* [Problem to solve] Please give the listing again, word for word, with nothing left out.

(Entries from a point annotation set)
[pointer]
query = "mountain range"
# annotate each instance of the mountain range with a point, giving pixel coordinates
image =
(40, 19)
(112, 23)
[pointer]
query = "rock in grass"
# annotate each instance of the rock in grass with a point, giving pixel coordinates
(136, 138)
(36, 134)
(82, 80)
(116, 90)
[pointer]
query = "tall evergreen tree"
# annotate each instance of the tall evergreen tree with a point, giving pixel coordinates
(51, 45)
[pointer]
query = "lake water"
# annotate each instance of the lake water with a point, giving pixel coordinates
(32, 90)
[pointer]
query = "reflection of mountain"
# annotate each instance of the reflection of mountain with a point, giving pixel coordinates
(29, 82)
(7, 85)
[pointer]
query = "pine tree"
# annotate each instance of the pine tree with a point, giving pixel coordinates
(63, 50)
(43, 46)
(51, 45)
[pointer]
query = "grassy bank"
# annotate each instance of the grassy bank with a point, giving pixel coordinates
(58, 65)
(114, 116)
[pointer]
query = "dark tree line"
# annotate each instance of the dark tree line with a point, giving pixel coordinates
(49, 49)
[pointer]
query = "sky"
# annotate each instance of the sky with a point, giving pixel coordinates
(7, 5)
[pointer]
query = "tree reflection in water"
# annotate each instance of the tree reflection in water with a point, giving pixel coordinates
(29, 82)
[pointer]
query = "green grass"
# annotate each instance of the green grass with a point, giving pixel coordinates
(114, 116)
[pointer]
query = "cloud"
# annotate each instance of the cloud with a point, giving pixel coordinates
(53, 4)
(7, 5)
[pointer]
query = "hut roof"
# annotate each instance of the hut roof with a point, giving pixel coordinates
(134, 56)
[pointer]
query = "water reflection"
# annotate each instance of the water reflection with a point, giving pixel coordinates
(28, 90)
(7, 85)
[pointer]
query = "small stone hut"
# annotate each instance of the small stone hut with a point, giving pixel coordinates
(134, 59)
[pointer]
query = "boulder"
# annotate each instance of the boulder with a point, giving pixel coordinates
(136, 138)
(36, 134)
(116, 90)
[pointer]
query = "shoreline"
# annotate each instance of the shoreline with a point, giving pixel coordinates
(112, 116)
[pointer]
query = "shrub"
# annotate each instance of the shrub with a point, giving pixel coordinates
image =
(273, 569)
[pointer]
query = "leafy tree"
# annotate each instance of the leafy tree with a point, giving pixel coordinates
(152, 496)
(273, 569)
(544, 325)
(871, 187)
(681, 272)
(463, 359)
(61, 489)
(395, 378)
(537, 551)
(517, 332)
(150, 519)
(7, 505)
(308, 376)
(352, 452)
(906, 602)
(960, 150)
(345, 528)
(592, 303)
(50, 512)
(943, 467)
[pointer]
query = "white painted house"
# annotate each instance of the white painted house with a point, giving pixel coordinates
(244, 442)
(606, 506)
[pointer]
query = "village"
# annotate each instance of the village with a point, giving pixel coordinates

* [Result]
[pointer]
query = "mountain range"
# annotate each instance of the mountain range with a point, giving pixel coordinates
image =
(40, 19)
(112, 23)
[pointer]
query = "rock in grass"
# annotate each instance of the rock in grass with a point, giving pixel coordinates
(136, 138)
(36, 134)
(82, 80)
(116, 90)
[pointer]
query = "tall evergreen tree"
# annotate each instance of the tall evergreen tree with a point, giving pixel coordinates
(51, 45)
[pointer]
query = "lake water"
# annotate each instance of the lake water with a point, giving pixel coordinates
(32, 90)
[pointer]
query = "reflection of mountain"
# annotate each instance of the reflection of mountain with a point, giving pixel coordinates
(29, 82)
(7, 85)
[pointer]
query = "pine tree"
# annotate each instance of the pine tree with a point, giving pixel coordinates
(63, 50)
(43, 46)
(51, 45)
[pointer]
query = "grassy bank"
# annotate each instance of the grassy bank with a point, giving pixel coordinates
(58, 65)
(114, 116)
[pointer]
query = "dark tree line"
# annotate each instance of the dark tree line with a point, giving pixel coordinates
(49, 49)
[pointer]
query = "sky"
# annotate each instance of the sky with a point, giving pixel coordinates
(7, 5)
[pointer]
query = "tree reflection in water"
# annotate each instance of the tree reflection in water with a point, giving pixel coordinates
(29, 82)
[pointer]
query = "green grass"
# annotate each instance of the green grass with a point, giving pixel coordinates
(114, 116)
[pointer]
query = "cloud"
# annotate each instance of the cloud with a point, giving pixel coordinates
(53, 4)
(7, 5)
[pointer]
query = "hut roof"
# annotate each instance of the hut roof with a point, giving pixel coordinates
(134, 56)
[pointer]
query = "water reflection"
# annotate each instance of the water reflection with a point, giving pixel coordinates
(28, 90)
(7, 85)
[pointer]
query = "small stone hut"
# annotate each instance of the small stone hut with a point, giving pixel coordinates
(134, 59)
[pointer]
query = "boulder"
# annotate each instance of the boulder with a point, giving pixel coordinates
(136, 138)
(36, 134)
(116, 90)
[pointer]
query = "shoreline"
# annotate each instance of the shoreline with a point, giving pixel coordinates
(112, 116)
[pointer]
query = "shrub"
# annotate each instance of the shrub with a point, giving pixel coordinates
image =
(273, 569)
[pointer]
query = "leafy tree"
# annotate each instance of the leafy tree with a point, giving pixel coordinates
(152, 496)
(273, 569)
(544, 325)
(871, 187)
(681, 272)
(463, 359)
(61, 489)
(395, 378)
(537, 551)
(517, 332)
(150, 519)
(7, 505)
(308, 376)
(352, 452)
(906, 602)
(960, 150)
(345, 528)
(592, 303)
(50, 512)
(943, 467)
[pointer]
query = "white painted house"
# annotate each instance of the white painted house with a point, giving pixel coordinates
(244, 442)
(606, 506)
[pointer]
query = "village"
# annotate each instance of the village with a point, giving pixel coordinates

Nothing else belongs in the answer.